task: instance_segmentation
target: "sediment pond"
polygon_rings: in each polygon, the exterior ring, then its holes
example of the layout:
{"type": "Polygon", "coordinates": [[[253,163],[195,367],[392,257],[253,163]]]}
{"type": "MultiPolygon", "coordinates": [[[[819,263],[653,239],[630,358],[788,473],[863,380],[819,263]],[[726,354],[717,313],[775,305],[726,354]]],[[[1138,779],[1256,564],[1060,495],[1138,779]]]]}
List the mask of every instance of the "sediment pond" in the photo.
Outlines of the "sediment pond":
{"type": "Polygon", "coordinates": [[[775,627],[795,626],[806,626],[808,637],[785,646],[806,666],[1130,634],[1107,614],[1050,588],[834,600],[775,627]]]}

▶ _Request_: Reproduce the listing above line for line, keeping every character unchanged.

▶ _Written solution_:
task: instance_segmentation
target: "sediment pond"
polygon_rings: in each polygon, the exterior ring, then its holes
example of the layout:
{"type": "Polygon", "coordinates": [[[253,163],[195,367],[392,257],[253,163]]]}
{"type": "MultiPolygon", "coordinates": [[[[819,263],[653,239],[630,358],[788,473],[863,380],[819,263]],[[726,354],[717,313],[775,305],[726,354]]],[[[1138,779],[1256,564],[1060,495],[1138,779]]]]}
List the mask of every instance of the "sediment pond" in the photo.
Outlines of the "sediment pond":
{"type": "Polygon", "coordinates": [[[775,627],[795,626],[806,626],[808,637],[785,646],[806,666],[1130,634],[1107,614],[1050,588],[834,600],[775,627]]]}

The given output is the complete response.